DOCUMENT EXCERPT:
------

- Pontefract South Location within West Yorkshire
- Metropolitan borough: City of Wakefield;
- Metropolitan county: West Yorkshire;
- Region: Yorkshire and the Humber;
- Country: England
- Sovereign state: United Kingdom
- Police: West Yorkshire
- Fire: West Yorkshire
- Ambulance: Yorkshire
- UK Parliament: Pontefract, Castleford and Knottingley;

= Pontefract South =

Electoral ward in West Yorkshire, England

Pontefract South is an electoral ward of the City of Wakefield district, used for elections to Wakefield Metropolitan District Council, in West Yorkshire, England.

==Overview==
The ward is one of 21 in the Wakefield district and is one of its most marginal. Its marginal nature can be largely put down to the nature of its demographics. The ward takes in traditionally Labour-voting areas of Pontefract, in the form of Chequerfield, Baghill and the Carleton Park estate, along with more Conservative-leaning areas such as Carleton and the outlying villages of Darrington, Wentbridge and East Hardwick. Other areas of the ward, such as the Larks Hill estate, are probably the most locally marginal parts of the ward; their voters swing between Labour and the Conservatives from one election to another.

In December 2010, the ward's electorate stood at 12,090.

==Representation==
Like all wards in the Wakefield district, Pontefract South has three councillors, whom are elected on a four-year-rota. This means that elections for new councillors are held for three years running, with one in every four skipped.

At present, the ward is represented by two Labour councillors, George Ayre and Brian Mayhew, and one Conservative councillor, Tony Hames. For over a decade, the ward was represented solely by Conservative councillors; however, at the local government elections held on 5 May 2011, Conservative councillor Philip Booth lost his seat to the late Tony Dean, meaning Labour gained representation in the ward once again.

------

DATA:

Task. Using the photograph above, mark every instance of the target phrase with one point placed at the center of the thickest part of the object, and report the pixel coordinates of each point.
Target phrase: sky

------

INSTRUCTIONS:
(1) List the areas that the Pontefract South ward article describes as traditionally Labour-voting.
(2) According to the Pontefract South ward article, why is the ward one of the most marginal in the Wakefield district?
(3) Continue the article on the Pontefract South ward from its final sentence.

WRITTEN ANSWERS:
(1) Chequerfield, Baghill, and the Carleton Park estate.

(2) The article puts its marginal nature down to its demographics. The ward combines traditionally Labour-voting parts of Pontefract with more Conservative-leaning areas such as Carleton and the outlying villages, and places like the Larks Hill estate swing between Labour and the Conservatives from one election to the next.

(3)
At the local elections in May 2014, Pontefract local George Ayre (Labour) unseated the Wakefield District Conservative group leader of Wakefield Council, Geoff Walsh, to ensure the party held the majority of seats. In 2015, David Jones (Labour) replaced Tony Dean who retired that year. In 2018 and 2019 respectively, George Ayre and David Jones were re-elected.

David Jones served as Mayor of Wakefield from 2020 to 2023. He stood down in 2023 and Brian Mayhew replaced him.

Cllr George Ayre is the longest serving councillor for Pontefract South having been elected in 2014.

==Election results==
Note: The turnout figures below are inclusive of spoiled ballots, except for the 2012 and 2016 results.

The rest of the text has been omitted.